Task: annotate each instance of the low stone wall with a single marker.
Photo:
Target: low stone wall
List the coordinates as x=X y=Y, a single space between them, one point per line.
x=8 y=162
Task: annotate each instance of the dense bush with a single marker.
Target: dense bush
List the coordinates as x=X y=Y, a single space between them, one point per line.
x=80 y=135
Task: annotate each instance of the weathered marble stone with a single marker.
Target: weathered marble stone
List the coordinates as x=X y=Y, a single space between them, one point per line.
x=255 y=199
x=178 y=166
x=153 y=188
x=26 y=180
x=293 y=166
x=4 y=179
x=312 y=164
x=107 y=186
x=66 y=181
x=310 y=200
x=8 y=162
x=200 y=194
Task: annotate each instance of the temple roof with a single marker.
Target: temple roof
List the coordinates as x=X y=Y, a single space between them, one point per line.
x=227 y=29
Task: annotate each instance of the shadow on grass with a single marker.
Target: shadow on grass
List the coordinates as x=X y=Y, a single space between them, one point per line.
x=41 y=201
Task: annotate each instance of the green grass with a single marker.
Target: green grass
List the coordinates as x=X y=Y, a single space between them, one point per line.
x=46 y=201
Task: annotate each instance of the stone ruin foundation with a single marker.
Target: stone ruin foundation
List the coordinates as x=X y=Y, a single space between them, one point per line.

■ ■ ■

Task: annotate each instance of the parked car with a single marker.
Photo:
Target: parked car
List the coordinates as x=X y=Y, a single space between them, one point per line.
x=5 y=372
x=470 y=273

■ ■ ■

— Brief —
Reproduce, character for character, only the lines of the preceding data that start at the line with "Target: low stone wall" and end at the line with "Task: annotate each instance of the shadow", both included.

— Reply —
Target: low stone wall
List the coordinates as x=X y=Y, a single space between them, one point per line.
x=8 y=162
Task: annotate each instance of the dense bush with a single marker.
Target: dense bush
List the coordinates as x=X y=Y, a single space between them, one point per line.
x=80 y=135
Task: annotate each instance of the weathered marble stone with a single marker.
Target: weathered marble stone
List the coordinates as x=X y=Y, a single space between them, one point per line.
x=255 y=199
x=178 y=166
x=153 y=188
x=26 y=180
x=293 y=166
x=4 y=179
x=312 y=164
x=107 y=186
x=66 y=181
x=310 y=200
x=8 y=162
x=200 y=194
Task: annotate each instance of the temple roof with a single marker.
Target: temple roof
List the coordinates as x=X y=Y, a single space between them, one point per line.
x=227 y=29
Task: annotate each instance of the shadow on grass with a single marker.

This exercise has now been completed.